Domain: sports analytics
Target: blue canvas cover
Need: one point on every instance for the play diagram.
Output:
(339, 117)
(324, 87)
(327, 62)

______________________________

## Problem description
Print the full listing above again, line for line and without any changes.

## Task answer
Domain: sports analytics
Target: blue canvas cover
Need: one point on every instance for the play diagram.
Output:
(339, 117)
(324, 87)
(327, 62)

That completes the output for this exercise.